## STUDY TEXT:

The tragedy of 12 Druze children dying in a missile strike yesterday in the town of Majdal Shams, near Israel’s northern border within Lebanon, has triggered a new run-up to a full-scale war with Hezbollah, and possibly Lebanon and Iran. There’s little question that Israel’s Prime Minister Benjamin Netanyahu and his government means to engage shortly in that full-scale war—as Netanyahu announced in Washington; the only question, it seems, is what day to start it.
While Hezbollah has fired missiles into Israel, which they claim is in support of the Palestinians in Gaza, they have been much more forthcoming than Israel in declaring their strikes. Were they to divert from their military targets, it seems most unlikely that they would choose to attack a Druze town. Regardless, Israeli officials immediately blamed Hezbollah, vowing revenge. Netanyahu declared that Hezbollah “will pay a heavy price for this attack, one that it has not paid so far,” and Foreign Minister Israel Katz stated, as reported by Channel 12: “There is no doubt that Hezbollah has crossed all the red lines here, and the response will reflect that. We are nearing the moment in which we face an all-out war.”
Lost in the news coverage yesterday is that the Israel Defense Forces (IDF) stated their fighter jets fired three missiles at a field hospital embedded within a girls school in Gaza, where 4,000 Palestinians were sheltering. Thirty were killed. The IDF said it hit a Hamas “command and control center.”

## EXTRACTED MATERIAL:
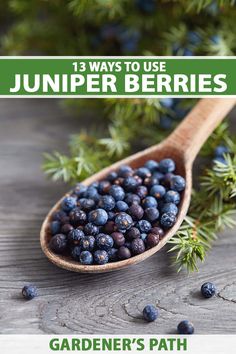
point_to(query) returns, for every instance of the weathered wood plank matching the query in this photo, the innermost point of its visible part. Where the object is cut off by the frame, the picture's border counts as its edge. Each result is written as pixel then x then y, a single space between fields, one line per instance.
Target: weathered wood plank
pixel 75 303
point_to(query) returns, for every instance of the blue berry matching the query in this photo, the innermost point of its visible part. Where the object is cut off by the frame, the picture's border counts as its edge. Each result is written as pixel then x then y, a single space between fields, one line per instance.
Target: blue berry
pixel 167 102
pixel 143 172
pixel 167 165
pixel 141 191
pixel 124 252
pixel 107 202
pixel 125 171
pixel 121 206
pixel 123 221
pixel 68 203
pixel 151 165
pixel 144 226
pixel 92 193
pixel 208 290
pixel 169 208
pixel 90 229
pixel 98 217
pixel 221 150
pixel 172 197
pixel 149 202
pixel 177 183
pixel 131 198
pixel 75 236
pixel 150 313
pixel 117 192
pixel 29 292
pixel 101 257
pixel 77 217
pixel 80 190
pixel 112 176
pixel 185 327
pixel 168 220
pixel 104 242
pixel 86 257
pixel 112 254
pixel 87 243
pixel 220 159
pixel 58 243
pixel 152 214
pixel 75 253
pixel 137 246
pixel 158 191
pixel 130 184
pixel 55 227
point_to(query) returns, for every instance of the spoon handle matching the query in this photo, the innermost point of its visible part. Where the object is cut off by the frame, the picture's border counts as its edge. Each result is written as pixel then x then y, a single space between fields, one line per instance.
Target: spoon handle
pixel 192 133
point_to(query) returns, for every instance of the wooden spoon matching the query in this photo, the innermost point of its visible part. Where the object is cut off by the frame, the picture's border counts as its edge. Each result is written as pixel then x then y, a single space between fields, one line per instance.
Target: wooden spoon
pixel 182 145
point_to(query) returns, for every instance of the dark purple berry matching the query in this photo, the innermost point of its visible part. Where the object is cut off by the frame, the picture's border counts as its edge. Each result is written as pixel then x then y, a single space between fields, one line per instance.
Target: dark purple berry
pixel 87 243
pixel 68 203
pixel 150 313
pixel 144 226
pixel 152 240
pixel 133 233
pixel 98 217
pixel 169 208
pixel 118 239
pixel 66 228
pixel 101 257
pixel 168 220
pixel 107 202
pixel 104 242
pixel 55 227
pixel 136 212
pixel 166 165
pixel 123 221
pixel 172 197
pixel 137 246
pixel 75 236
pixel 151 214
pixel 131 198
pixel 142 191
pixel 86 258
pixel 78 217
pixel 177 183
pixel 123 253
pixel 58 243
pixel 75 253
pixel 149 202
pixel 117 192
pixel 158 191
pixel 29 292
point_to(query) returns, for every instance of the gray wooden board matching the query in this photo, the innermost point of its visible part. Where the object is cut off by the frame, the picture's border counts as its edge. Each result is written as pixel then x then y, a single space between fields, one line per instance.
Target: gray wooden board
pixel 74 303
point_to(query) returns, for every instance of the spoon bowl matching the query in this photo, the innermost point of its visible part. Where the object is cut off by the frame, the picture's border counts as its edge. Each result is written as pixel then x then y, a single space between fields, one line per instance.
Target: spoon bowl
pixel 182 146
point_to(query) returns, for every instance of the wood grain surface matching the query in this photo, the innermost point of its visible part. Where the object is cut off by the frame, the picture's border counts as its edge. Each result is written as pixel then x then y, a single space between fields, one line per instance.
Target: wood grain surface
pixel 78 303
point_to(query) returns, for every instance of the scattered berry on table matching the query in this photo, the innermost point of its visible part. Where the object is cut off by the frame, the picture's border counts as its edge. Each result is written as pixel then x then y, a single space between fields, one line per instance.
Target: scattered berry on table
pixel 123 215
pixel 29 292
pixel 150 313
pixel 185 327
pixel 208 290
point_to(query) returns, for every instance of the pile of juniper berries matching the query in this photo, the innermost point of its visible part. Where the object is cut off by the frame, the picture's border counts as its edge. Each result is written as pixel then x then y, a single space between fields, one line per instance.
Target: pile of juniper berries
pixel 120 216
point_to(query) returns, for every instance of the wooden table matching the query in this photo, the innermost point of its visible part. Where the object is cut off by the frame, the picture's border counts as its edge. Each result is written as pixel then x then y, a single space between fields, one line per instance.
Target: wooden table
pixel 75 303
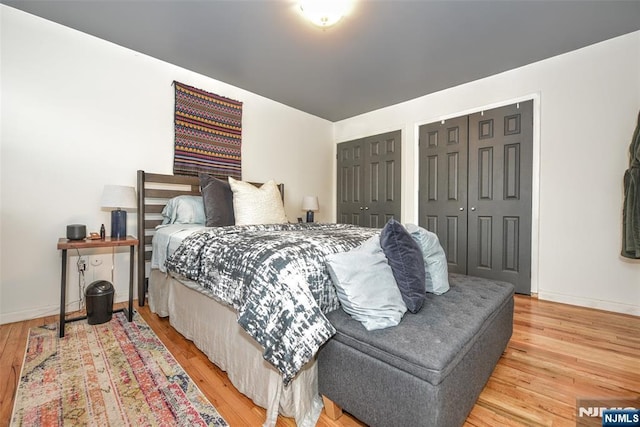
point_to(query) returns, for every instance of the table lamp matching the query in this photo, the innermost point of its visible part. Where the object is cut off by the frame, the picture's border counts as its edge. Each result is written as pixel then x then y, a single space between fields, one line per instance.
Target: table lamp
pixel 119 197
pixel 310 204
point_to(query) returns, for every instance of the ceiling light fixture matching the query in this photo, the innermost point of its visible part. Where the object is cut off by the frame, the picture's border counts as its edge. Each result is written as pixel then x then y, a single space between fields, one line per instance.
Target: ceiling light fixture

## TASK INSTRUCTIONS:
1. Return, word for word, the stretch of the Majdal Shams article from "The tragedy of" through "to start it.".
2. In the Majdal Shams article, how many Palestinians were sheltering at the girls school in Gaza when the IDF fired on it?
3. Carry the Majdal Shams article forward from its final sentence.
The entries can be set aside; nothing here depends on them.

## EXERCISE ANSWERS:
1.
The tragedy of 12 Druze children dying in a missile strike yesterday in the town of Majdal Shams, near Israel’s northern border within Lebanon, has triggered a new run-up to a full-scale war with Hezbollah, and possibly Lebanon and Iran. There’s little question that Israel’s Prime Minister Benjamin Netanyahu and his government means to engage shortly in that full-scale war—as Netanyahu announced in Washington; the only question, it seems, is what day to start it.

2. 4,000 Palestinians were sheltering there.

3.
Overnight, the IDF’s air force began their revenge, striking “a series of Hezbollah terror targets … both deep inside Lebanese territory and in southern Lebanon, including weapons caches and terrorist infrastructure in the areas of Chabriha, Borj El Chmali, and Beqaa, Kfarkela, Rab El Thalathine, Khiam, and Tayr Harfa.” Al Jazeera reported explosions in Tyre, Lebanon.
UN special coordinator for Lebanon Jeanine Hennis-Plasschaert and commander of UN peacekeepers in Lebanon Aroldo Lázaro released a joint statement, today, calling for “the parties to exercise maximum restraint and to put a stop to the ongoing intensified exchanges of fire.”
Haaretz reports that Prime Minister Benjamin Netanyahu’s office was unsuccessful in their attempt to organize a meeting with several relatives of the dead Druze children. Their report, unattributed, stated that senior members of Netanyahu’s office contacted a few relatives, and were told that the families prefer not to meet the prime minister.